PROBLEM TO WORK ON: Copy the following lines word for word, starting at the line that contains "Exercise. Pin every instance of the gray" and ending after the line that contains "(465, 1083)". Leave the pictures out of your copy.

SOURCE RECORDS:
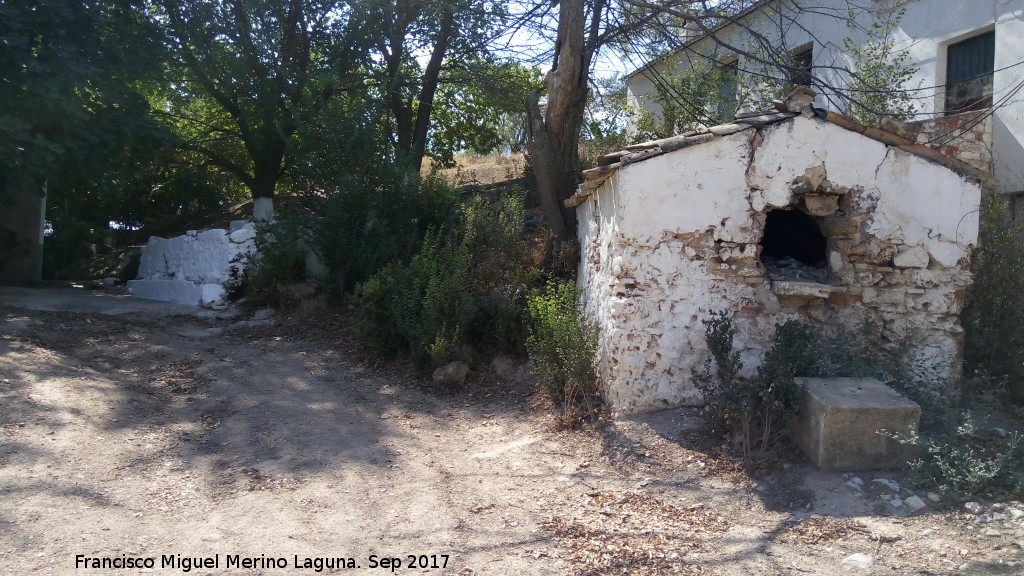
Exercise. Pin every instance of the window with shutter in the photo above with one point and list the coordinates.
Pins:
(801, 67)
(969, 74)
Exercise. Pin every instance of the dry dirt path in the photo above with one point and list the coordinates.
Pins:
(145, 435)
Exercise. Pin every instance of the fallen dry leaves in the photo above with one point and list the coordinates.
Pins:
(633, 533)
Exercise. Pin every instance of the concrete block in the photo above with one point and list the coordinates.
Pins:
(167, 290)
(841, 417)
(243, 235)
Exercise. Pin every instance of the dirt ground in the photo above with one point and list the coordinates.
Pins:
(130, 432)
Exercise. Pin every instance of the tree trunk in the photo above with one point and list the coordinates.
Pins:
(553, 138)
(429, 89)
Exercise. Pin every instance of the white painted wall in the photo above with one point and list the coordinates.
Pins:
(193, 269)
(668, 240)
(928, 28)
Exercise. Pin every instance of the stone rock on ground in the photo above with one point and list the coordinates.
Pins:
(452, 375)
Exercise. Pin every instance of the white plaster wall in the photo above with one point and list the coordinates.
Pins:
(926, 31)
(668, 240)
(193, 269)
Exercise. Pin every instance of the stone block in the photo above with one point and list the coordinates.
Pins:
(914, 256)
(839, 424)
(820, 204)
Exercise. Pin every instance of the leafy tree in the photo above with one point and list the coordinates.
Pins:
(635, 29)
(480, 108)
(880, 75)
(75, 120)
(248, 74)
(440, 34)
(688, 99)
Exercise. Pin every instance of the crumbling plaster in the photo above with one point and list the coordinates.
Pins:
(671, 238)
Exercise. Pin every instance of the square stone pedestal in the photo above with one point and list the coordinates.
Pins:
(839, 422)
* * *
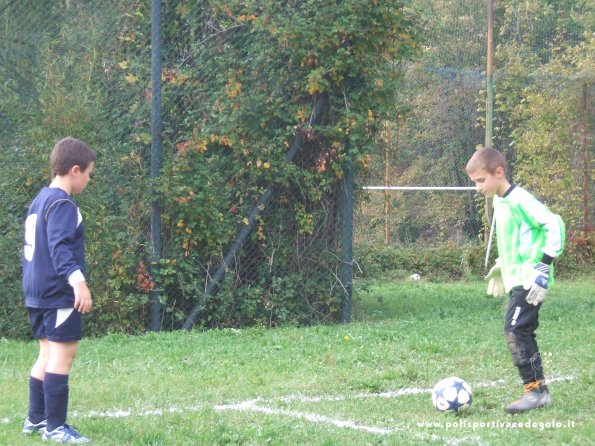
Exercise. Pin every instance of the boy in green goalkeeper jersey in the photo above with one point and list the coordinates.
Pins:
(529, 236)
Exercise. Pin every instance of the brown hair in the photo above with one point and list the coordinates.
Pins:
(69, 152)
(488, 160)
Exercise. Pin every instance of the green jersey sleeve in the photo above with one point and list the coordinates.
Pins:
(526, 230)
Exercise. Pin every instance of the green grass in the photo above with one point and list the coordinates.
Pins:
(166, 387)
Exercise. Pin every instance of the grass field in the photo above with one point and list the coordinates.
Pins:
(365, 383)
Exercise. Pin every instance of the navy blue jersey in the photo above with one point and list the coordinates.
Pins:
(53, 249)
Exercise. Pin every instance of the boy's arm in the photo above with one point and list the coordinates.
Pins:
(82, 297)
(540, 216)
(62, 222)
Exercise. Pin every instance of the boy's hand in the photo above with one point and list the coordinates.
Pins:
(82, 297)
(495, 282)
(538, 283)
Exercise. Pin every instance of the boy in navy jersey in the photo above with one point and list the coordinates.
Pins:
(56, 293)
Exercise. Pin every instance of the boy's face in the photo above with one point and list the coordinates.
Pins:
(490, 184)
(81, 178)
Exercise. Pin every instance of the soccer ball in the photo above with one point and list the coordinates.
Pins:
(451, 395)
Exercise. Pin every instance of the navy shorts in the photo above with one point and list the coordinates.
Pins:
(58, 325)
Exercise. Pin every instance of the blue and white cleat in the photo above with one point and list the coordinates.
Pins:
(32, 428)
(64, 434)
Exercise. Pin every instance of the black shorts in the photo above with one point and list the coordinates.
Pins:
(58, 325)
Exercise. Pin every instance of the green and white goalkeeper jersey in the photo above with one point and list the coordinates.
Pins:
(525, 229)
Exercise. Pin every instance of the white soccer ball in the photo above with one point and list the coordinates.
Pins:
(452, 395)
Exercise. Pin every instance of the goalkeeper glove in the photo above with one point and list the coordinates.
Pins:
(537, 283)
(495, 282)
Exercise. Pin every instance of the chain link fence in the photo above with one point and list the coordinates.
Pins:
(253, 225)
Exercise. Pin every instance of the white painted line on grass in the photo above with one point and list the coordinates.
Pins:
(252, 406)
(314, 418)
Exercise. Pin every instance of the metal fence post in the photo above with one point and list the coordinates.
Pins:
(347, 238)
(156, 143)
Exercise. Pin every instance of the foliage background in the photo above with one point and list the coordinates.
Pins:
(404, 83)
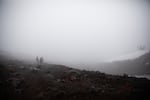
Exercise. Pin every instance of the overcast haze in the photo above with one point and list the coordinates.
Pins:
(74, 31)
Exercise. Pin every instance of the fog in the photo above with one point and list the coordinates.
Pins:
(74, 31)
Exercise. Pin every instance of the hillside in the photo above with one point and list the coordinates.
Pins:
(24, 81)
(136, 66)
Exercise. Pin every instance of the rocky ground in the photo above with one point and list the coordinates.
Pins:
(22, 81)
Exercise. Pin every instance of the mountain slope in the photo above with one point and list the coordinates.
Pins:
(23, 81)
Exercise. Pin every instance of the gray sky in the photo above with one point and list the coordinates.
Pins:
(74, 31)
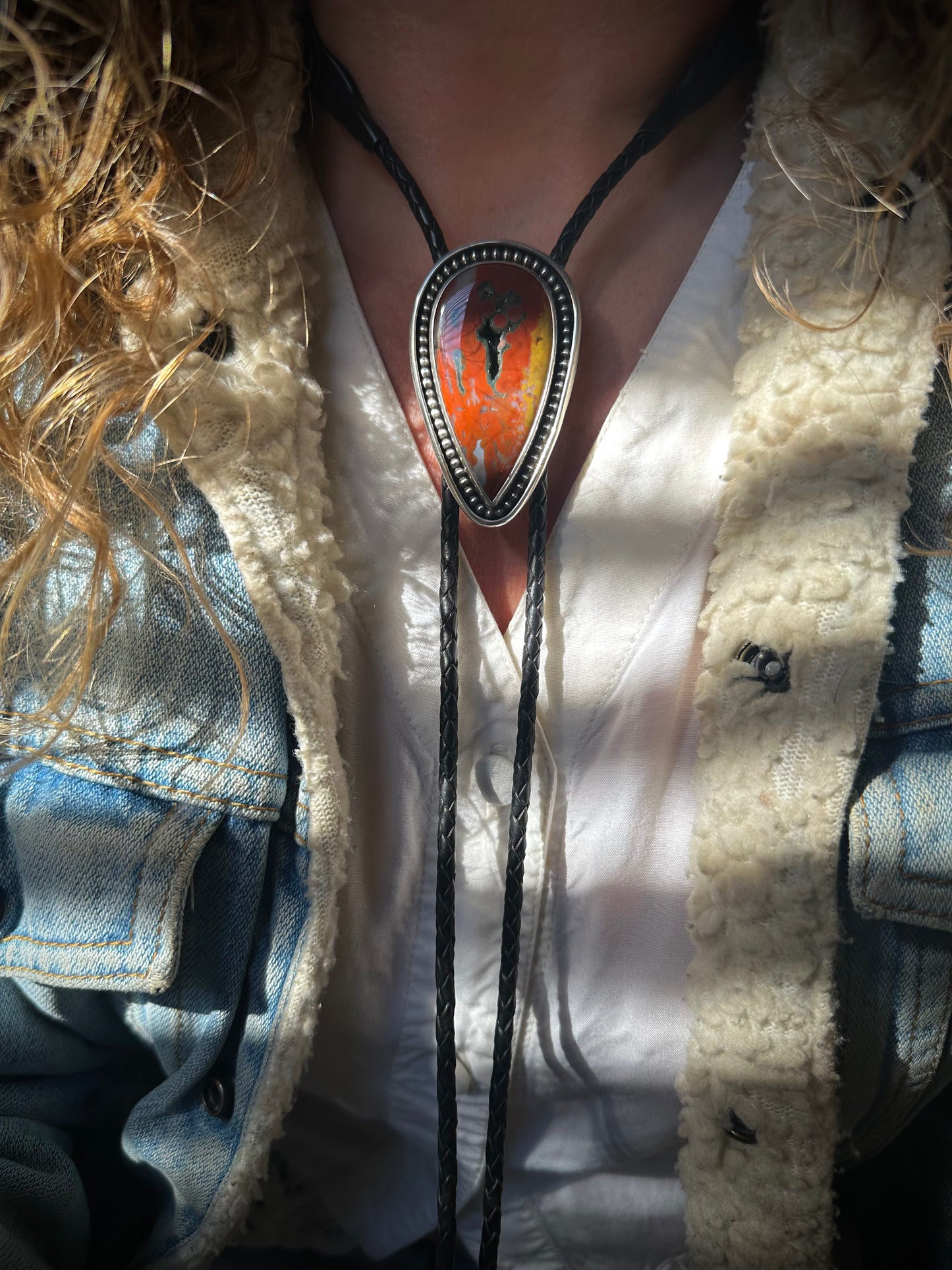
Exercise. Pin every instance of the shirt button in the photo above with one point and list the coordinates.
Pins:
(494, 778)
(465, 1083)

RESPONSE TO THIS TASK:
Exercise. Pin every instance of the gray sky in the photo above with one point and list the coordinates.
Pins:
(74, 31)
Exercise. Pin every instance of the shirt button in the photo above with one point and list the coordinates.
Pins:
(494, 778)
(465, 1083)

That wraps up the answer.